##### Task input #####
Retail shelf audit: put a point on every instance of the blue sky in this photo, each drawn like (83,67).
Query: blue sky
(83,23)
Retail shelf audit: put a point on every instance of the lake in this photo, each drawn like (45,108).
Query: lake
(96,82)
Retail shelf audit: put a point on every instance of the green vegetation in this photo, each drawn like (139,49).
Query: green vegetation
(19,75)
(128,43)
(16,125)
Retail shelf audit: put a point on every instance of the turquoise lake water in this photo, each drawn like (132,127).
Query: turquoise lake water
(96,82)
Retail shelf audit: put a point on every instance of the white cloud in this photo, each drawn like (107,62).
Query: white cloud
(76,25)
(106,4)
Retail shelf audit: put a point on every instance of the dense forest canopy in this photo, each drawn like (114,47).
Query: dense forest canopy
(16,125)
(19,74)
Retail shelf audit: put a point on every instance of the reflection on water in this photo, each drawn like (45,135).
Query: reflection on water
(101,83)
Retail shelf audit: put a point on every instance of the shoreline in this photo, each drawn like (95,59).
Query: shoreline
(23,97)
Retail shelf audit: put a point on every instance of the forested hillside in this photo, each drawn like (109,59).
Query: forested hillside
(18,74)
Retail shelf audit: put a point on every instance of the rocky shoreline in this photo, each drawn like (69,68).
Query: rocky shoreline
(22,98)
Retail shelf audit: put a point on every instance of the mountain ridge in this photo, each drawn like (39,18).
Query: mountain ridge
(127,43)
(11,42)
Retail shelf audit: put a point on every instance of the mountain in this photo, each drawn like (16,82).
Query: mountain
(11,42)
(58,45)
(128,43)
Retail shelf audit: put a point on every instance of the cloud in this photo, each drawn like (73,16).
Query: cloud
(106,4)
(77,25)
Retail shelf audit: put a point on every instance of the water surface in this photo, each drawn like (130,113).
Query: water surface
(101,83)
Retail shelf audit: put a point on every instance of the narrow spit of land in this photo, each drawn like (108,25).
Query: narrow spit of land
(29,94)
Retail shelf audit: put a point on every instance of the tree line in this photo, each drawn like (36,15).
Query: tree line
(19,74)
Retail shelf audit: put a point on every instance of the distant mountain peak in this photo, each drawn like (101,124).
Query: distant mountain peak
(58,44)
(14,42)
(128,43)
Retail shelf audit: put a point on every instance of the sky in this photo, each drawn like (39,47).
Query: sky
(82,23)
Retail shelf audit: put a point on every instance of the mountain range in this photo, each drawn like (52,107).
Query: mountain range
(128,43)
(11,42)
#####
» Required task
Print the records above in full, exactly.

» Solution to this exercise
Retail shelf audit: put a point on every instance of the blue sky in this photo, each drawn like (83,67).
Query: blue sky
(83,23)
Retail shelf audit: put a point on every instance of the lake in this photo, each drawn like (45,108).
Query: lake
(96,82)
Retail shelf audit: put a point on every instance of the green vegetation in this photo, each drawn like (139,49).
Query: green vegetation
(19,75)
(128,43)
(16,125)
Retail shelf audit: put a point on every instance of the turquoise lake water in this photo, each drawn like (132,127).
Query: turquoise lake water
(96,82)
Retail shelf audit: put a point on every instance of the white cloud in this photo, each drawn like (107,62).
Query: white cloud
(76,25)
(106,4)
Retail shelf audit: put a point on every instance of the dense forest canopy in this photo, each drawn like (114,47).
Query: dense forest canopy
(16,125)
(19,74)
Retail shelf audit: put a point on every instance of the reflection on water in this photo, each drawn like (45,135).
Query: reflection on water
(101,83)
Retail shelf audit: put a point on every instance of the shoreline in this photo, each drawn like (95,59).
Query: shoreline
(23,97)
Retail shelf audit: put a point on every instance of the forested hillside in this photo, each drawn like (109,59).
Query: forested hillside
(18,74)
Retail shelf audit: put a point on every instance of the rocky shoreline in this photo, each drawn like (69,68).
Query: rocky shoreline
(22,98)
Retail shelf audit: put a point on every instance of the mountain ridge in this photo, each drawn like (39,18).
Query: mountain ridge
(127,43)
(11,42)
Retail shelf audit: put a point on every instance of the mountain in this photo, each drawn like (16,82).
Query: mountain
(11,42)
(58,45)
(128,43)
Retail shelf audit: put a point on every instance of the cloud in this photo, each drawn like (73,16).
Query: cloud
(106,4)
(77,25)
Retail shelf audit: put a point on every instance of the water surface in this photo, each drawn like (130,113).
Query: water surface
(101,83)
Retail shelf audit: put a point on every instance of the narrow spit of land in this photo, each drawn like (108,25).
Query: narrow spit of land
(29,94)
Retail shelf audit: put a point on every instance of the tree line in this photo, each drawn like (36,15).
Query: tree line
(19,74)
Retail shelf audit: put a point on every instance of the distant mountain peak in this photo, each drawn like (101,124).
Query: distant mountain peak
(58,44)
(14,42)
(128,43)
Retail shelf audit: put a point on every instance of the sky in this photo, each drawn like (39,47).
Query: sky
(82,23)
Retail shelf audit: put a point on every instance of the mountain range in this photo, each drawn like (52,107).
Query: mountain range
(128,43)
(11,42)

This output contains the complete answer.